-- Begin --

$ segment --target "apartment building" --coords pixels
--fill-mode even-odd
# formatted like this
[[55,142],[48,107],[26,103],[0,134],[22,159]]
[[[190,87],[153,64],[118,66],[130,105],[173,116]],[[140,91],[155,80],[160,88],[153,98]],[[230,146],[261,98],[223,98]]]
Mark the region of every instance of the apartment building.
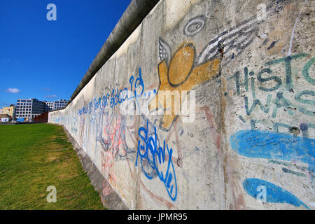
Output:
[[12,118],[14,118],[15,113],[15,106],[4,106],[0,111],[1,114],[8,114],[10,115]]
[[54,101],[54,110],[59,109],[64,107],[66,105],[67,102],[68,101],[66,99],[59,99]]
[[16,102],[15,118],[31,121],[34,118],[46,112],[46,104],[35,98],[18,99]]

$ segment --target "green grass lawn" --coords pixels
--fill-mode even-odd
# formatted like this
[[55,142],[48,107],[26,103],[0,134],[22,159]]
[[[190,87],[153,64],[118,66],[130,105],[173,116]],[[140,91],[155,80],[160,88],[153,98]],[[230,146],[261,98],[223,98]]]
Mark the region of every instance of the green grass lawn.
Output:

-- End --
-- Begin --

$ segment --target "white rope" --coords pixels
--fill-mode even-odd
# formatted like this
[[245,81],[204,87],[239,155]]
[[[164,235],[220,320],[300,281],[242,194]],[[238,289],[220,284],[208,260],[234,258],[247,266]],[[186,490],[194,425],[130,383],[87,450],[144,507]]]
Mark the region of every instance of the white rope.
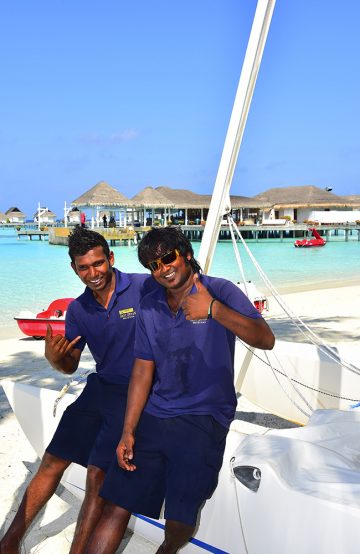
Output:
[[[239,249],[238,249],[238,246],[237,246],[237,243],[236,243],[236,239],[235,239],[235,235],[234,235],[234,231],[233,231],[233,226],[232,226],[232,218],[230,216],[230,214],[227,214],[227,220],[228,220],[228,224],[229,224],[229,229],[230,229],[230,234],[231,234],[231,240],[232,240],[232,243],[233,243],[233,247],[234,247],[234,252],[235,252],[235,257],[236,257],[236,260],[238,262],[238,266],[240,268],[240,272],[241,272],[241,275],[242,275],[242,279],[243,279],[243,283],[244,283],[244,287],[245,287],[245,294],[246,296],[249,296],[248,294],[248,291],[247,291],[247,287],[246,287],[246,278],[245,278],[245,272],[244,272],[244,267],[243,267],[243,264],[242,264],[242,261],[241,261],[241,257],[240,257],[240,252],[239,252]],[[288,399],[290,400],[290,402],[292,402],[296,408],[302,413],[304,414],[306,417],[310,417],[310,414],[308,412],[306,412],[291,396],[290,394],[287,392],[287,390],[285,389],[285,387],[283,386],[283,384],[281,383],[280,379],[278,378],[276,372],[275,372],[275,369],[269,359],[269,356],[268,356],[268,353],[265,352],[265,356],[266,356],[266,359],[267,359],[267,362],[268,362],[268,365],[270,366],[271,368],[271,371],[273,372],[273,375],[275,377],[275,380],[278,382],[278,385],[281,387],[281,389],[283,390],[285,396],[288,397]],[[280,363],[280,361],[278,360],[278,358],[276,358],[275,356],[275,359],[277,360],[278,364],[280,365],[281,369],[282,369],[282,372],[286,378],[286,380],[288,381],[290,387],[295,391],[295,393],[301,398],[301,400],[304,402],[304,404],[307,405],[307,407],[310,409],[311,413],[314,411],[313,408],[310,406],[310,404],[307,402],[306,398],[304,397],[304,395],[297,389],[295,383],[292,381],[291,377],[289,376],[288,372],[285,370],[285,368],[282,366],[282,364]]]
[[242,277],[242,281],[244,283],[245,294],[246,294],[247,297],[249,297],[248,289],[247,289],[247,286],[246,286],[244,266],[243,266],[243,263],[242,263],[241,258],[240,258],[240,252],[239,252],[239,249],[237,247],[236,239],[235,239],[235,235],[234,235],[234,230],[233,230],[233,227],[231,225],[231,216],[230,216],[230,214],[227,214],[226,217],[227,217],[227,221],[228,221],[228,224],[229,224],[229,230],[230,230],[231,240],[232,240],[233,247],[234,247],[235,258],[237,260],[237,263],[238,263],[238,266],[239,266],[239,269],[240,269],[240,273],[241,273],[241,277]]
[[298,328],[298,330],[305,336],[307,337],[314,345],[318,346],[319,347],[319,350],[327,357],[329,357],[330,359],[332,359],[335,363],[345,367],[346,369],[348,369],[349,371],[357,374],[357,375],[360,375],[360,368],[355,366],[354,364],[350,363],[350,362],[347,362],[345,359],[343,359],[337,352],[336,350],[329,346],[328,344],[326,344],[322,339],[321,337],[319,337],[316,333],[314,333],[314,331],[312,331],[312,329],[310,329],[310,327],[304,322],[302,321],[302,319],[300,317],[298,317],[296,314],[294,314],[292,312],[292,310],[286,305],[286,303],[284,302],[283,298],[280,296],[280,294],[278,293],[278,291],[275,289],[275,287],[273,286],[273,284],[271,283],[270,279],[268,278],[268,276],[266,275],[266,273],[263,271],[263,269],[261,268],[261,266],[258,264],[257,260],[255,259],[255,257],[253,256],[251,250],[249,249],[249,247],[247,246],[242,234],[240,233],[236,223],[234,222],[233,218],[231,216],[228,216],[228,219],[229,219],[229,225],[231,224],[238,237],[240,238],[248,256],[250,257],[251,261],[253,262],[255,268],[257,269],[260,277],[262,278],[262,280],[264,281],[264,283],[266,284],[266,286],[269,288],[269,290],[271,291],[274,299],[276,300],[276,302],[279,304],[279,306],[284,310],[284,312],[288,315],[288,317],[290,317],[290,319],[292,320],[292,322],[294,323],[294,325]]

-- End --

Exercise objective>
Gather every line of the material above that contains the string "coords".

Answer in full>
$ segment --target "apartment building" --coords pixels
$ segment --target "green grass lawn" --coords pixels
$ segment --target "white rope" --coords pixels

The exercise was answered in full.